GIVEN TEXT =>
___

We are arable farmers, so the main crop we grow is wheat. The plan is that in every season half of our land grows wheat and barley, and the other half grows break crops such as oilseed rape, field beans, peas, oats or linseed. That’s the plan, but quite often, the weather changes the plan!
On some of our fields we grow cover crops in the winter. These are mixtures of crops like mustard, fodder radish, vetch, sunflower and oats, which improve the soil for the following crop. Our friends bring their sheep to graze the cover crops in the winter. They make nice fertiliser, and even spread it themselves! They also trample the crop down to feed the soil biology. We plant straight into the ground using a low disturbance direct seed drill, without the need for ploughing and cultivating. This saves fuel and time. It’s also really good for the soil, disturbing the soil micro flora and fauna less, and reducing carbon loss into the atmosphere.
Another way we save fuel and time when we are planting, protecting and harvesting our crops, is by using precision technology. Our tractors and combine harvester are fitted with technology that uses satellites to steer the tractors in set tracks all around the farm. There is less overlap when we are planting, spraying or harvesting, saving fuel and time. We also use our technology to reduce compaction, helping protect the soil.

___

ENTRIES SUPPLIED =>
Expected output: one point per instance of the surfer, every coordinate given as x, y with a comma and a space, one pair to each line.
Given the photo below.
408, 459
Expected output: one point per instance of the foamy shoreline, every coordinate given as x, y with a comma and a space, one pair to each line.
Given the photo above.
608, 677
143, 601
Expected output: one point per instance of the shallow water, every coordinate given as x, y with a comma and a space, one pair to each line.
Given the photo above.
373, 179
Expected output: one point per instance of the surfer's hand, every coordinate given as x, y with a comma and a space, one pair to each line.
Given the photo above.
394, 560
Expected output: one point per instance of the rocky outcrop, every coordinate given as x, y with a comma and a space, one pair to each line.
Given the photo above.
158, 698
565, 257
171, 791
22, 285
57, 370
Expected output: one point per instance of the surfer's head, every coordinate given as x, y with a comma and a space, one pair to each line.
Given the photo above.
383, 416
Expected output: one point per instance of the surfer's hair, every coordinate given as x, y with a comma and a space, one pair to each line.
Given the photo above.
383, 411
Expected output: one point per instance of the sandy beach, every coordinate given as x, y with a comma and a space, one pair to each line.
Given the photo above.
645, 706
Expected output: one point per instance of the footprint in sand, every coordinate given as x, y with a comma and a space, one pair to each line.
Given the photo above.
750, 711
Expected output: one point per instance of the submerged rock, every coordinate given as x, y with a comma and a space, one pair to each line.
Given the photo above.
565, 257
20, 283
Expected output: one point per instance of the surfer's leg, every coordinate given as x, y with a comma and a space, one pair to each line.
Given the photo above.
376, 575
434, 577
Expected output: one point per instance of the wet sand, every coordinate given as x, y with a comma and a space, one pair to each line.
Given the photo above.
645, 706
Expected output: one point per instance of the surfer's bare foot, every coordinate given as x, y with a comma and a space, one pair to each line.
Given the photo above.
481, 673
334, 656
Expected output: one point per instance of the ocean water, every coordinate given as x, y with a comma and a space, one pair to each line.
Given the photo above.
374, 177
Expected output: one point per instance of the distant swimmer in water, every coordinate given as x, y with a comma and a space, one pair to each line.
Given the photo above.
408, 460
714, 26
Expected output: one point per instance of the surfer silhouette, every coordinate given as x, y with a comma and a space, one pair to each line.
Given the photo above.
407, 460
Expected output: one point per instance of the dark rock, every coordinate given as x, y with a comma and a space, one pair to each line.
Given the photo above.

___

EXERCISE TASKS =>
1. From the farming text, write out the passage starting at "We are arable" and ending at "changes the plan!".
2. In the farming text, what do the tractors and combine harvester use to steer in set tracks around the farm?
3. Rewrite the farming text's paragraph beginning "On some of our fields" as a short bulleted list that keeps its main facts.

ANSWERS FOR THIS EXERCISE =>
1.
We are arable farmers, so the main crop we grow is wheat. The plan is that in every season half of our land grows wheat and barley, and the other half grows break crops such as oilseed rape, field beans, peas, oats or linseed. That’s the plan, but quite often, the weather changes the plan!

2. They use satellites.

3.
- Cover crops are grown on some fields in winter to improve the soil for the next crop.
- The mixtures include mustard, fodder radish, vetch, sunflower and oats.
- Friends' sheep graze the cover crops in winter. They spread fertilizer and trample the crop down to feed the soil biology.
- Crops are planted directly into the ground with a low disturbance direct seed drill, with no ploughing or cultivating.
- This saves fuel and time, disturbs soil micro flora and fauna less, and reduces carbon loss into the atmosphere.